== ABOUT THIS TASK ==
For every line in the data below that contains "skirt", copy the line.

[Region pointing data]
>>

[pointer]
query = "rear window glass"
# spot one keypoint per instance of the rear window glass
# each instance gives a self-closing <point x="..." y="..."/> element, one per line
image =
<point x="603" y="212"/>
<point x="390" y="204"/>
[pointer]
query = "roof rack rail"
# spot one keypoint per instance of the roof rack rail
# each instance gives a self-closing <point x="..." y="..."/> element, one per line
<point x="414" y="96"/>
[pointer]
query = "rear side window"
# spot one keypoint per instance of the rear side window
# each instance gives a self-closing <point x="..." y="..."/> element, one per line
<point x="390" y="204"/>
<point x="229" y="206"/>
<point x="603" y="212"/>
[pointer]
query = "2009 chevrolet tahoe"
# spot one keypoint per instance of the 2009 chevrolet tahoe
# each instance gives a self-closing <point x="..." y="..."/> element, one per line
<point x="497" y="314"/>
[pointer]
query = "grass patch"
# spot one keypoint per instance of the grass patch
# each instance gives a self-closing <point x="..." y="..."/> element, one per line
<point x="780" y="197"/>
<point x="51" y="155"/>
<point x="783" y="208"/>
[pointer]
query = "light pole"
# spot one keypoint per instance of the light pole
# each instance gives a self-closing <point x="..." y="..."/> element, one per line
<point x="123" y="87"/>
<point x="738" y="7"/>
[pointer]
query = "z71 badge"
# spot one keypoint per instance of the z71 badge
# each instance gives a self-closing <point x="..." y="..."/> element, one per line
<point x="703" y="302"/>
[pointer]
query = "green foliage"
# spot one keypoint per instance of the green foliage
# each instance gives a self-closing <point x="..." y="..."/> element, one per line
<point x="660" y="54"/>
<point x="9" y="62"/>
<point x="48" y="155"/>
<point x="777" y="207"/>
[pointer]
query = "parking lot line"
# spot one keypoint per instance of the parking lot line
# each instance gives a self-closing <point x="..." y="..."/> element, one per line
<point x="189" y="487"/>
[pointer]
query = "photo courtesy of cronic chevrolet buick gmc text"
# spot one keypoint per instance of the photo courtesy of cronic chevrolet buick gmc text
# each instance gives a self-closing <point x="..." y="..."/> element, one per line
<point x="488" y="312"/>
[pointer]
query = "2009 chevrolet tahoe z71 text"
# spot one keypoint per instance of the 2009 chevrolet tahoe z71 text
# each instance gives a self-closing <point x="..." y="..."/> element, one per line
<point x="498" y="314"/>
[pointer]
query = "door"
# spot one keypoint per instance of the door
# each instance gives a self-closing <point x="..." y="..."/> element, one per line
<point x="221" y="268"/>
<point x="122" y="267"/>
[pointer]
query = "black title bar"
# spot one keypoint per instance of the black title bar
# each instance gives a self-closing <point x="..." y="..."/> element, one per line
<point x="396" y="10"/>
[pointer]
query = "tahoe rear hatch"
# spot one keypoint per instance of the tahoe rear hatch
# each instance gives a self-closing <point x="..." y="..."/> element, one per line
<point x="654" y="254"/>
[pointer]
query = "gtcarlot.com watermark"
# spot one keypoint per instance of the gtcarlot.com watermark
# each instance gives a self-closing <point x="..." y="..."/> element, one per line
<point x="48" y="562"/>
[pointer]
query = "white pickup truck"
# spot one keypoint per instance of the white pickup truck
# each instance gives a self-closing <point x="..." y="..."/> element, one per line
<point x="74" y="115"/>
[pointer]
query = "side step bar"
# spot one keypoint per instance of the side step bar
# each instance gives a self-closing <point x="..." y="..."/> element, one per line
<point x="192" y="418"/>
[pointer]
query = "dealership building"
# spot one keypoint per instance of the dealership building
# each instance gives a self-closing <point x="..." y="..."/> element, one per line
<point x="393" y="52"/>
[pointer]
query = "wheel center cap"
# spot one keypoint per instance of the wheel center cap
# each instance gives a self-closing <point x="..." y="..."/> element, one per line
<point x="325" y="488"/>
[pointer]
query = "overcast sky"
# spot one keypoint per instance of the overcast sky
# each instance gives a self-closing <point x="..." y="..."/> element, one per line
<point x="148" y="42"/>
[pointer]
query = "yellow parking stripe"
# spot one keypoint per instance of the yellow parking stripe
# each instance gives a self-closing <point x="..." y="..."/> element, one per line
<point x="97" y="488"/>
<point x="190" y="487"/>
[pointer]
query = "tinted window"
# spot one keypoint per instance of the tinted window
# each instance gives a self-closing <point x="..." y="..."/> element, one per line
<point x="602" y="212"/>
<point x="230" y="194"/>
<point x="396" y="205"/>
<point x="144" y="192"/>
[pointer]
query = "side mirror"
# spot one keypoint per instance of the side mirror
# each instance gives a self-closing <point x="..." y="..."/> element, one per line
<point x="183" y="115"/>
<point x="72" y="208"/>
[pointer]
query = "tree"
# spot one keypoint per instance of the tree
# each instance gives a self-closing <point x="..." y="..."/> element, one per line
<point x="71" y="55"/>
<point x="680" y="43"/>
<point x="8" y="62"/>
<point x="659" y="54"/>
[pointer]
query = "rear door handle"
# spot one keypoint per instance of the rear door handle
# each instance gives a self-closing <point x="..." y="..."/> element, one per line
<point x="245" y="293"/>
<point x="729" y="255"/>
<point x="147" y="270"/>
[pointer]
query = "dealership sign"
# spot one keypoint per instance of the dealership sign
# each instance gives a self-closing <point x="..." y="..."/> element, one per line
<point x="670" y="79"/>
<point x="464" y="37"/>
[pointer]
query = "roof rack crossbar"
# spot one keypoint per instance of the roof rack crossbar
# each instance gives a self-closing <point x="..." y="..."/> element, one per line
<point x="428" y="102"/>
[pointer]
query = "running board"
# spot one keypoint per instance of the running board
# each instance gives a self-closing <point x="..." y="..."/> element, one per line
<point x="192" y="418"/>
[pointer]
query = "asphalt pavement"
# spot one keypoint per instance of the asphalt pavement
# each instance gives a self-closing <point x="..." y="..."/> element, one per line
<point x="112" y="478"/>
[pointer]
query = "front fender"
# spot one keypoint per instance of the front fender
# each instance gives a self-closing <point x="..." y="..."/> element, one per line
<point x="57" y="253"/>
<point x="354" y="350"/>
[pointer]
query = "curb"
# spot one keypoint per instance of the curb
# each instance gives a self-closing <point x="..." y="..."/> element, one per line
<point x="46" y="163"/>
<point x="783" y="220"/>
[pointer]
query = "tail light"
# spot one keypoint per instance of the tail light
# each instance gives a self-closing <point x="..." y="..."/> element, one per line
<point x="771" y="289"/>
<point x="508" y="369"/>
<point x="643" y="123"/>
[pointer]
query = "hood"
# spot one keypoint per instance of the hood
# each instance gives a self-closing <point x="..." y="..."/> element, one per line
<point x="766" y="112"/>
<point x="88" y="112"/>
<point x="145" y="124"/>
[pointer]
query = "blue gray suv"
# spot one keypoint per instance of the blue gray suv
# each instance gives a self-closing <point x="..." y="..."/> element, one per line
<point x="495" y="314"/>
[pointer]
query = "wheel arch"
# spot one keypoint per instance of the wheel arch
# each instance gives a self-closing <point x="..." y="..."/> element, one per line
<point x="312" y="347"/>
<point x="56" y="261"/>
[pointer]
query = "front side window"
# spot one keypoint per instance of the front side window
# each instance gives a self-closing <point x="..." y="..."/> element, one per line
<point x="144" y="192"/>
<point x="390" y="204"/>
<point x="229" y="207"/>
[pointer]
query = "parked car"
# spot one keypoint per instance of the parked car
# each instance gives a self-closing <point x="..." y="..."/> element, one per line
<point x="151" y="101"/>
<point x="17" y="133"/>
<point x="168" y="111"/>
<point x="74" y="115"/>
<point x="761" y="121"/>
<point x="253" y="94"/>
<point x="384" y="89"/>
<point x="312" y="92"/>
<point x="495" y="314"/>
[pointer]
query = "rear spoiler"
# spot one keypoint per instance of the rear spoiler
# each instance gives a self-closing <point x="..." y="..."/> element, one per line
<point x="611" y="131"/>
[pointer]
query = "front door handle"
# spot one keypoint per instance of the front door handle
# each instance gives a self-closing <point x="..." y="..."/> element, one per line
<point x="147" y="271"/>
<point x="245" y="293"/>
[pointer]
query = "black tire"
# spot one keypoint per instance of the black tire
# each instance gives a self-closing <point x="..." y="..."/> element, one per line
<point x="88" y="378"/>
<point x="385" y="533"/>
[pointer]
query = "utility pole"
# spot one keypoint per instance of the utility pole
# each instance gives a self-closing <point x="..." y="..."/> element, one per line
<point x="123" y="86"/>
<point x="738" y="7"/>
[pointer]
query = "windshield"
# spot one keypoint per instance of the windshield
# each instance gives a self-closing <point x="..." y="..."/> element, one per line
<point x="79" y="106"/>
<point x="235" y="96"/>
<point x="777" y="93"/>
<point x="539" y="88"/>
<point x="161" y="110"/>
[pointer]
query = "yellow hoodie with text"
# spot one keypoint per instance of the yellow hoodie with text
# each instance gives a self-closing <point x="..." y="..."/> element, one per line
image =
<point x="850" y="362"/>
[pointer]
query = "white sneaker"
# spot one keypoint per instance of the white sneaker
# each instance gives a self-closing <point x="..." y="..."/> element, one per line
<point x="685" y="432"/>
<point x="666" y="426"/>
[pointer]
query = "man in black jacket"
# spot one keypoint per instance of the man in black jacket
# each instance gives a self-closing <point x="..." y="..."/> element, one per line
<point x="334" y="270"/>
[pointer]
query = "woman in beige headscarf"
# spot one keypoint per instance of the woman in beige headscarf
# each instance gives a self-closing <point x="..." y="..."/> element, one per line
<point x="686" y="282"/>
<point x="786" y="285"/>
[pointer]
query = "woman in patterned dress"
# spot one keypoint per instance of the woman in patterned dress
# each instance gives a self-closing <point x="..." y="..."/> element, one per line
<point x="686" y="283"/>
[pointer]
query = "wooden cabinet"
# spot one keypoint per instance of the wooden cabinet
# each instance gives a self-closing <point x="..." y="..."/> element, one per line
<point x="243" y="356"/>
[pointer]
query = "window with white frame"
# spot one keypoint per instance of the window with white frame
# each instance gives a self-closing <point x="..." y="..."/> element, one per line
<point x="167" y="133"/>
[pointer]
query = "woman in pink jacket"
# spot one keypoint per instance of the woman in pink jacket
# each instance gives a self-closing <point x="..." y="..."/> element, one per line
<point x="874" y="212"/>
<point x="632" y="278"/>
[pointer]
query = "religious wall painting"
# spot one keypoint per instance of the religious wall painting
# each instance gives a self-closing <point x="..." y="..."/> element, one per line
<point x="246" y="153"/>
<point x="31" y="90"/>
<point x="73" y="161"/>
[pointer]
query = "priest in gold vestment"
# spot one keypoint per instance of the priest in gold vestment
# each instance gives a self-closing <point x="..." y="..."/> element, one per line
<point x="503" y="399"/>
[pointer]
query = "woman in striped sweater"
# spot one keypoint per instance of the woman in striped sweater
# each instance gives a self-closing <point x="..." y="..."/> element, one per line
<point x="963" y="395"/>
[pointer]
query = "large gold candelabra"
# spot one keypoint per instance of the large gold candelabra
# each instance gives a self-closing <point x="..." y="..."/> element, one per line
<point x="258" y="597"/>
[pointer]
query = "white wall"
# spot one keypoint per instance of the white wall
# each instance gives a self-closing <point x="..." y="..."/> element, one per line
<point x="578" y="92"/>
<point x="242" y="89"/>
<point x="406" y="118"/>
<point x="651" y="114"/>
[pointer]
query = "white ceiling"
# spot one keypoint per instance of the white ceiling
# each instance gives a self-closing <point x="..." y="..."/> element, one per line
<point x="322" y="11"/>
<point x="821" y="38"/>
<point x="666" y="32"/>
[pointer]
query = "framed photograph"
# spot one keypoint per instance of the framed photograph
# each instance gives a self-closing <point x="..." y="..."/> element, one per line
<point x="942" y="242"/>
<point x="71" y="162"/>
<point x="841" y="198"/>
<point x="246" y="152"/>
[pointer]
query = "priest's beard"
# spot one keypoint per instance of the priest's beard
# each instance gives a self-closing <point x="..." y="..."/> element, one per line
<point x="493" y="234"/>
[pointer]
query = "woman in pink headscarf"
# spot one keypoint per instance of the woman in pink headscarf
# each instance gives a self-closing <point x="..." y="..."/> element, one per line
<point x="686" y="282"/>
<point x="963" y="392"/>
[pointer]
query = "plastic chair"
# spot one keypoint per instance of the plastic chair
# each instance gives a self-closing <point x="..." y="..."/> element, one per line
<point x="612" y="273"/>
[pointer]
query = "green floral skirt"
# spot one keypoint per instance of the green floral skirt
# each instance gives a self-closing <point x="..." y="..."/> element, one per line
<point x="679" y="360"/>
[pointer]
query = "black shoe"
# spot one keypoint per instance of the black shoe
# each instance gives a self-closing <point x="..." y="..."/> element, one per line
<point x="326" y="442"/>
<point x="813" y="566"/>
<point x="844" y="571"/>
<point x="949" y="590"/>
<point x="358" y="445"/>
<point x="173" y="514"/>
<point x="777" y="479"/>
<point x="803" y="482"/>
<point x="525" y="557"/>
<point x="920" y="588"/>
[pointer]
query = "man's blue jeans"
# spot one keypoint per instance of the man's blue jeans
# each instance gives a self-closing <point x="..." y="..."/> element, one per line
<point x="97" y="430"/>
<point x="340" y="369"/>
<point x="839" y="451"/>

<<

== WRITTEN REPLY ==
query = "green floral skirt"
# spot one keypoint per instance of the green floral skirt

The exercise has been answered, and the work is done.